## Instruction
From the court decision below, list every case that counsel for the defendant in error cites, giving each by its case name.

## Selection
┄┄┄┄┄┄

H. E. Wright & Co. v. Douglas

Decision Date29 September 1919
Docket Number961
PartiesH. E. WRIGHT & CO. v. DOUGLAS
CourtWyoming Supreme Court

ERROR to the District Court, Weston County; HON. ERNEST C. RAYMOND Judge.

Action by R. S. Douglas against H. E. Wright & Co. to enjoin the foreclosure of a chattel mortgage by notice and sale. From a judgment granting a perpetual injunction, the defendant brings error.

Affirmed.

H. S Ridgely and C. E. Wampler, for plaintiff in error.

The Court erred in denying defendant's motion for judgment on the pleadings; the statute (4401 C. S.) provides that allegations of new matter in the answer not controverted by a reply shall be taken as true; the answer alleged an insufficiency of tender, and no reply was filed; there was no tender of gold coin, nor was there a tender of attorney's fees stipulated for in the notes; there was error in overruling defendant's objection to the introduction of any testimony in the case; the judgment is not sustained by the evidence, and is contrary to law; the tender was not kept good (38 Cyc. 158); a check is not sufficient tender (Lewis v. Larsen, 45 Wis. 353; Smith v Merchants' Bank, 14 O. Cir. Ct. 199); it was not shown that Keeler Bros. had authority to accept payment for the holder of notes at Denver; the rate of attorney's fees stipulated for was reasonable (Florence Oil Co. v. Gas Co., 55 Colo. 378, 135 P. 454); the holder was entitled to payment in gold coin, or the equivalent thereof in Denver, Colorado.

David A. Fakler and Jesse G. Northcut, for defendant in error.

The tender was sufficient; no objection was made to the character of the payment tendered, so the point was waived (Boothroyd v. Board, 43 Colo. 435, 97 P. 255; Irrigation Co. v. Rogers, 22 Colo. 445, 45 P. 423). Of course it must appear that the drawer of the check had funds in the depository bank to meet it (Hunt on Tender, Section 83); the tender stopped interest (Dooley v. Smith, 13 Wis. 608); there was no stipulation for interest at 12% after maturity of the notes; the notes were payable in New York or at Denver at the option of the holder; the holder demanding payment at Denver, and was not entitled to New York exchange; the draft tendered in payment of the notes at maturity was for the full amount of principal and interest due; the lien was discharged by tender, and it was unnecessary to show that the tender was kept good (38 Cyc. 159; McPherson v. James, 69 Ill.App. 377; Daugherty v. Byles, 41 Mich. 61; Stewart v. Brown, 48 Mich. 383); the case is of an equitable nature, and Sec. 4470 C. S. does not apply; there was no justification for placing the notes in the hands of an attorney for collection, and no attorneys' fees should be recovered.

BEARD, CHIEF JUSTICE. POTTER, J., and BURGESS, District Judge, concur. BLYDENBURGH, J., being unable to sit, HON. JAMES H. BURGESS, Judge of the Fourth Judicial District, was called in and sat in his stead.

OPINION

BEARD, CHIEF JUSTICE.

This is an action brought by the defendant in error, Robert S. Douglas, against the plaintiff in error, H. E. Wright & Company, to enjoin the foreclosure by notice and sale of a certain chattel mortgage given by Douglas to one Frank W. Keeler. A temporary injunction was issued, and on final hearing was made perpetual. Wright & Company bring error.

┄┄┄┄┄┄

## Dataset content
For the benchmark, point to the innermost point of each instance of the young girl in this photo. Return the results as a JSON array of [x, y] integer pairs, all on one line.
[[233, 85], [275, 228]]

┄┄┄┄┄┄

## Result
Boothroyd v. Board
Irrigation Co. v. Rogers
Dooley v. Smith
McPherson v. James
Daugherty v. Byles
Stewart v. Brown